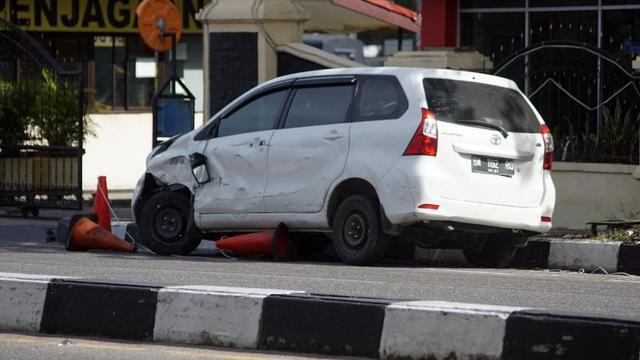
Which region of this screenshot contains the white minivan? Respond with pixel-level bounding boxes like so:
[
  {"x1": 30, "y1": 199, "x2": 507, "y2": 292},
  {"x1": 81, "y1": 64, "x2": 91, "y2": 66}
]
[{"x1": 132, "y1": 67, "x2": 555, "y2": 266}]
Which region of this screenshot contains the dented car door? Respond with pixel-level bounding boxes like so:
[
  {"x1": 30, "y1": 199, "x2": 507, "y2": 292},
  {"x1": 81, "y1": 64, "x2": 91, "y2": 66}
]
[{"x1": 194, "y1": 89, "x2": 288, "y2": 214}]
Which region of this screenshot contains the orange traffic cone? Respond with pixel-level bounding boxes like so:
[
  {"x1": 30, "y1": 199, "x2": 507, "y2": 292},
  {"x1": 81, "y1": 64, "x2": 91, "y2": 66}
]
[
  {"x1": 65, "y1": 215, "x2": 138, "y2": 252},
  {"x1": 216, "y1": 223, "x2": 290, "y2": 259},
  {"x1": 93, "y1": 176, "x2": 111, "y2": 231}
]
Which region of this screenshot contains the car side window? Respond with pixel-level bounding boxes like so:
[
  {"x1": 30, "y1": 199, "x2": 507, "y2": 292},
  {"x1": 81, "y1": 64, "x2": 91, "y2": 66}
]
[
  {"x1": 354, "y1": 76, "x2": 408, "y2": 121},
  {"x1": 218, "y1": 90, "x2": 288, "y2": 137},
  {"x1": 284, "y1": 85, "x2": 353, "y2": 128}
]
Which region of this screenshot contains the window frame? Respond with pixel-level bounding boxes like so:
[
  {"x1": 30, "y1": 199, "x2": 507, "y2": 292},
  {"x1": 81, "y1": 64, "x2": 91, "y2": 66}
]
[
  {"x1": 276, "y1": 75, "x2": 358, "y2": 129},
  {"x1": 193, "y1": 80, "x2": 293, "y2": 141},
  {"x1": 351, "y1": 75, "x2": 409, "y2": 122}
]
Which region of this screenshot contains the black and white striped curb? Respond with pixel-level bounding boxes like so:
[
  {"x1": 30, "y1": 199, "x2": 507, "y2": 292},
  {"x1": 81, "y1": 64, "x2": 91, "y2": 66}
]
[
  {"x1": 0, "y1": 273, "x2": 640, "y2": 360},
  {"x1": 106, "y1": 223, "x2": 640, "y2": 275}
]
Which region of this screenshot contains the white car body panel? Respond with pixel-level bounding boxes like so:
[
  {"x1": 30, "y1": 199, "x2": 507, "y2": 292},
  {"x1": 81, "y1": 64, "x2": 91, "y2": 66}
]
[
  {"x1": 265, "y1": 123, "x2": 351, "y2": 213},
  {"x1": 194, "y1": 130, "x2": 274, "y2": 214},
  {"x1": 133, "y1": 68, "x2": 555, "y2": 236}
]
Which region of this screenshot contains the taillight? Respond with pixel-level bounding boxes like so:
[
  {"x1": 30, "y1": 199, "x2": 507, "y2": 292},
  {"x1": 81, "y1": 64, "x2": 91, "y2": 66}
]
[
  {"x1": 540, "y1": 124, "x2": 553, "y2": 170},
  {"x1": 403, "y1": 108, "x2": 438, "y2": 156}
]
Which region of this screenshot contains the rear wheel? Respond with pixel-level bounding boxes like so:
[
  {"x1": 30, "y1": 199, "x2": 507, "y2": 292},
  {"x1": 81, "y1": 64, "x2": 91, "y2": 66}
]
[
  {"x1": 138, "y1": 191, "x2": 202, "y2": 255},
  {"x1": 463, "y1": 235, "x2": 521, "y2": 268},
  {"x1": 333, "y1": 195, "x2": 389, "y2": 265}
]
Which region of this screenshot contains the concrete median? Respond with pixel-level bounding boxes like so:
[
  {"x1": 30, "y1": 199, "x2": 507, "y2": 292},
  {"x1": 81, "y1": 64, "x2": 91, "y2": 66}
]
[{"x1": 0, "y1": 273, "x2": 640, "y2": 359}]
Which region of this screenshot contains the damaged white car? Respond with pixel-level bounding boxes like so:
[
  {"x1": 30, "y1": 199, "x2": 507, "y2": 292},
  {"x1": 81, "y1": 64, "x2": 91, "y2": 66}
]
[{"x1": 132, "y1": 68, "x2": 555, "y2": 266}]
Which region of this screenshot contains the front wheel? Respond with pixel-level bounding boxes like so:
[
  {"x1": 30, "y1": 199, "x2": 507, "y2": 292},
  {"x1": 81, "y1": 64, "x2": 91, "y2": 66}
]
[
  {"x1": 138, "y1": 191, "x2": 202, "y2": 255},
  {"x1": 333, "y1": 195, "x2": 389, "y2": 265}
]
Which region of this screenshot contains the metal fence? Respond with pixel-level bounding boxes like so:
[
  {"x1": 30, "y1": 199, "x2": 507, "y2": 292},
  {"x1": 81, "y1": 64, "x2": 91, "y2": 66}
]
[
  {"x1": 0, "y1": 19, "x2": 86, "y2": 214},
  {"x1": 494, "y1": 41, "x2": 640, "y2": 164}
]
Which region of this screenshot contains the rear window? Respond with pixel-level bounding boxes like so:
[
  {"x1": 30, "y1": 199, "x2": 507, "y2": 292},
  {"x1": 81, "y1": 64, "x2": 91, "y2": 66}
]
[{"x1": 423, "y1": 78, "x2": 540, "y2": 133}]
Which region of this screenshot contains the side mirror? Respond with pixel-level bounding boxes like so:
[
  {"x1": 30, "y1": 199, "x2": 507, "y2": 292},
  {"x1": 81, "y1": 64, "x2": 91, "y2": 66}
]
[{"x1": 189, "y1": 153, "x2": 211, "y2": 185}]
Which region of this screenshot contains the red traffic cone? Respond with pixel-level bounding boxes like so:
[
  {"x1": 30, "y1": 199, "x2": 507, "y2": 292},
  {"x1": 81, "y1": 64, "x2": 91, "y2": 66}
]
[
  {"x1": 65, "y1": 215, "x2": 138, "y2": 252},
  {"x1": 216, "y1": 223, "x2": 290, "y2": 259},
  {"x1": 93, "y1": 176, "x2": 111, "y2": 231}
]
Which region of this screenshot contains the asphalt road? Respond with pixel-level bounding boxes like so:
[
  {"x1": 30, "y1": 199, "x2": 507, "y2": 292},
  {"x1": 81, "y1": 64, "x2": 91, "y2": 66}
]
[
  {"x1": 0, "y1": 211, "x2": 640, "y2": 317},
  {"x1": 0, "y1": 333, "x2": 350, "y2": 360}
]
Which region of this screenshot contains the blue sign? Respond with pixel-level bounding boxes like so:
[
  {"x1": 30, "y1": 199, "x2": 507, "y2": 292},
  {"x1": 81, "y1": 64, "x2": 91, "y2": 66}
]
[
  {"x1": 157, "y1": 97, "x2": 193, "y2": 137},
  {"x1": 624, "y1": 40, "x2": 640, "y2": 54}
]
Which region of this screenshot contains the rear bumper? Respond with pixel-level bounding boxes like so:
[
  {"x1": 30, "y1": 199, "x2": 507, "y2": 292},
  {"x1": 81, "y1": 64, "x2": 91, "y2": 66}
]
[
  {"x1": 411, "y1": 200, "x2": 552, "y2": 233},
  {"x1": 379, "y1": 162, "x2": 556, "y2": 233}
]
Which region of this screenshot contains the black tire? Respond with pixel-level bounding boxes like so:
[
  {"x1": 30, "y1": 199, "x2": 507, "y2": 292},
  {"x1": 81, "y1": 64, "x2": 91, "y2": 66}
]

• _WORK TO COMPLETE_
Repeat each entry exactly. Pictures do not belong in the copy.

• _OUTPUT FOR THIS TASK_
Which region of this screenshot contains the white minivan? Respond with pixel-level bounding boxes like so:
[
  {"x1": 30, "y1": 199, "x2": 507, "y2": 292},
  {"x1": 81, "y1": 64, "x2": 91, "y2": 66}
]
[{"x1": 132, "y1": 67, "x2": 555, "y2": 266}]
Which region of this screenshot contains the dented car door? Respond with pixel-level bounding boxes like so:
[
  {"x1": 30, "y1": 199, "x2": 507, "y2": 292},
  {"x1": 81, "y1": 64, "x2": 91, "y2": 66}
]
[{"x1": 194, "y1": 89, "x2": 288, "y2": 214}]
Which region of this screenshot contains the orange traffic cone? Respond with pixel-level bounding boxes like so:
[
  {"x1": 30, "y1": 199, "x2": 507, "y2": 292},
  {"x1": 81, "y1": 64, "x2": 91, "y2": 66}
]
[
  {"x1": 65, "y1": 215, "x2": 138, "y2": 252},
  {"x1": 216, "y1": 223, "x2": 290, "y2": 259},
  {"x1": 93, "y1": 176, "x2": 111, "y2": 231}
]
Which region of this screenshot contains the car side window? Respond with pixel-level bounding boxes like so:
[
  {"x1": 30, "y1": 199, "x2": 507, "y2": 292},
  {"x1": 81, "y1": 64, "x2": 91, "y2": 66}
]
[
  {"x1": 354, "y1": 76, "x2": 408, "y2": 121},
  {"x1": 218, "y1": 90, "x2": 288, "y2": 137},
  {"x1": 284, "y1": 85, "x2": 353, "y2": 128}
]
Which region of this screenshot contains the window frame? Respond with pixel-level bounding boxes like so:
[
  {"x1": 30, "y1": 199, "x2": 507, "y2": 292},
  {"x1": 81, "y1": 64, "x2": 91, "y2": 66}
]
[
  {"x1": 276, "y1": 75, "x2": 358, "y2": 129},
  {"x1": 193, "y1": 80, "x2": 293, "y2": 141},
  {"x1": 351, "y1": 75, "x2": 409, "y2": 122}
]
Which region of this screenshot contains the black and white striped curb? Respond with pixel-level bounding boxes like so:
[
  {"x1": 30, "y1": 199, "x2": 507, "y2": 292},
  {"x1": 81, "y1": 64, "x2": 91, "y2": 66}
]
[
  {"x1": 0, "y1": 273, "x2": 640, "y2": 360},
  {"x1": 106, "y1": 223, "x2": 640, "y2": 275}
]
Which region of this screenshot contains the white car body panel? Respond with pixel-level bounding boxes like so:
[
  {"x1": 30, "y1": 199, "x2": 507, "y2": 292},
  {"x1": 81, "y1": 64, "x2": 91, "y2": 66}
]
[
  {"x1": 265, "y1": 123, "x2": 351, "y2": 213},
  {"x1": 194, "y1": 130, "x2": 274, "y2": 214},
  {"x1": 133, "y1": 68, "x2": 555, "y2": 236}
]
Which region of this screenshot contains the taillight? Respond with pixel-level bounding boxes like so:
[
  {"x1": 30, "y1": 199, "x2": 507, "y2": 292},
  {"x1": 81, "y1": 64, "x2": 91, "y2": 66}
]
[
  {"x1": 540, "y1": 124, "x2": 553, "y2": 170},
  {"x1": 403, "y1": 108, "x2": 438, "y2": 156}
]
Which region of this screenshot contains the rear wheel? Respond with pixel-level bounding boxes like so:
[
  {"x1": 30, "y1": 199, "x2": 507, "y2": 292},
  {"x1": 81, "y1": 64, "x2": 91, "y2": 66}
]
[
  {"x1": 138, "y1": 191, "x2": 202, "y2": 255},
  {"x1": 463, "y1": 235, "x2": 521, "y2": 268},
  {"x1": 333, "y1": 195, "x2": 389, "y2": 265}
]
Which region of this screenshot contains the concrete median? Respond with pixel-level bounding boxes like so:
[
  {"x1": 30, "y1": 199, "x2": 507, "y2": 292},
  {"x1": 81, "y1": 64, "x2": 91, "y2": 66}
]
[{"x1": 0, "y1": 273, "x2": 640, "y2": 359}]
Which region of this screenshot contains the damaged white car? Respond with pixel-level bounding boxes like so:
[
  {"x1": 30, "y1": 199, "x2": 507, "y2": 292},
  {"x1": 81, "y1": 64, "x2": 91, "y2": 66}
]
[{"x1": 132, "y1": 68, "x2": 555, "y2": 266}]
Which region of this screenshot contains the front wheel? Respond with pixel-level bounding boxes like so:
[
  {"x1": 30, "y1": 199, "x2": 507, "y2": 292},
  {"x1": 81, "y1": 64, "x2": 91, "y2": 66}
]
[
  {"x1": 138, "y1": 191, "x2": 202, "y2": 255},
  {"x1": 333, "y1": 195, "x2": 389, "y2": 265}
]
Which region of this screenshot contains the metal fence? Respond with pixel-level bounding boxes like so:
[
  {"x1": 30, "y1": 199, "x2": 507, "y2": 292},
  {"x1": 81, "y1": 64, "x2": 91, "y2": 66}
]
[
  {"x1": 0, "y1": 19, "x2": 86, "y2": 214},
  {"x1": 494, "y1": 41, "x2": 640, "y2": 164}
]
Which region of this screenshot contains the rear window? Respond with pixel-level bounding boxes like so:
[
  {"x1": 30, "y1": 199, "x2": 507, "y2": 292},
  {"x1": 81, "y1": 64, "x2": 91, "y2": 66}
]
[{"x1": 423, "y1": 78, "x2": 540, "y2": 133}]
Which region of this screenshot contains the side mirror? Respond with pixel-level bounding boxes like so:
[
  {"x1": 30, "y1": 199, "x2": 507, "y2": 292},
  {"x1": 81, "y1": 64, "x2": 91, "y2": 66}
]
[{"x1": 189, "y1": 153, "x2": 211, "y2": 185}]
Which region of this screenshot contains the red traffic cone? Respond with pixel-level bounding boxes like so:
[
  {"x1": 30, "y1": 199, "x2": 507, "y2": 292},
  {"x1": 81, "y1": 64, "x2": 91, "y2": 66}
]
[
  {"x1": 65, "y1": 215, "x2": 138, "y2": 252},
  {"x1": 216, "y1": 223, "x2": 290, "y2": 259},
  {"x1": 93, "y1": 176, "x2": 111, "y2": 231}
]
Which region of this screenshot contains the asphalt road? Respond with pixel-level bounding boxes like so:
[
  {"x1": 30, "y1": 199, "x2": 507, "y2": 292},
  {"x1": 81, "y1": 64, "x2": 91, "y2": 66}
]
[
  {"x1": 0, "y1": 211, "x2": 640, "y2": 317},
  {"x1": 0, "y1": 333, "x2": 350, "y2": 360}
]
Which region of this screenshot contains the blue sign? Respond with pixel-level bounding boxes like so:
[
  {"x1": 30, "y1": 199, "x2": 507, "y2": 292},
  {"x1": 81, "y1": 64, "x2": 91, "y2": 66}
]
[
  {"x1": 157, "y1": 97, "x2": 193, "y2": 137},
  {"x1": 624, "y1": 40, "x2": 640, "y2": 54}
]
Which region of this screenshot contains the rear bumper? Respond with pixel-level bounding boxes like so:
[
  {"x1": 30, "y1": 199, "x2": 507, "y2": 292},
  {"x1": 81, "y1": 64, "x2": 91, "y2": 66}
]
[
  {"x1": 411, "y1": 200, "x2": 552, "y2": 233},
  {"x1": 379, "y1": 162, "x2": 556, "y2": 233}
]
Which region of this screenshot contains the black tire? Respond with pixel-level bounding boxes like so:
[
  {"x1": 30, "y1": 199, "x2": 507, "y2": 292},
  {"x1": 81, "y1": 64, "x2": 91, "y2": 66}
]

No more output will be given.